--- Exercise aim ---
Copy each of the records below word for word, keeping every line as it stands.

* begin Records supplied *

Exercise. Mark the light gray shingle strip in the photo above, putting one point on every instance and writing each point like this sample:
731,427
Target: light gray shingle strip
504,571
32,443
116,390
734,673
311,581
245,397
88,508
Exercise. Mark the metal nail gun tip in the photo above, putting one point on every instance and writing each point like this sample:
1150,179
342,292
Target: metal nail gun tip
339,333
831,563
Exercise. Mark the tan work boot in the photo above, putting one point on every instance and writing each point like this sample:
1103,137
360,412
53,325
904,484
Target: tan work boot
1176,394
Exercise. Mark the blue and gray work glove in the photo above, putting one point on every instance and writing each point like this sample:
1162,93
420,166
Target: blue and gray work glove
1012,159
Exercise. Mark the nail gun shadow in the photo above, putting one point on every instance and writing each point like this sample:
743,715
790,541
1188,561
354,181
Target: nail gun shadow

* end Records supplied *

--- Completed task ---
Exercise. Mark the light gray shingle strip in the photo above, putting one point on every instance and writing each point like this sample:
731,427
Target: light gray shingle strip
504,571
32,443
116,390
734,673
311,581
245,397
88,508
Exercise. Mark the metal nail gun tip in the photo above, putting one point on every instance and writing each point like this sample:
1150,179
342,292
Target: metal nail gun tip
339,333
831,563
Exercise. Mark the tan work boot in the photo above, putting one point on every instance and writing each point like this sample:
1103,137
360,412
53,325
904,484
Target: tan work boot
1176,394
Exercise. Mark the blue and gray work glove in the photo above, putting one point on every instance and writing each point like this sample:
1162,93
420,166
Target: blue and gray work glove
1012,159
Exercise. Mark the nail gun shadow in the photo above, putting one point on every instance and writing each point like this sample:
743,715
790,541
1188,561
354,181
Target: nail gun shadow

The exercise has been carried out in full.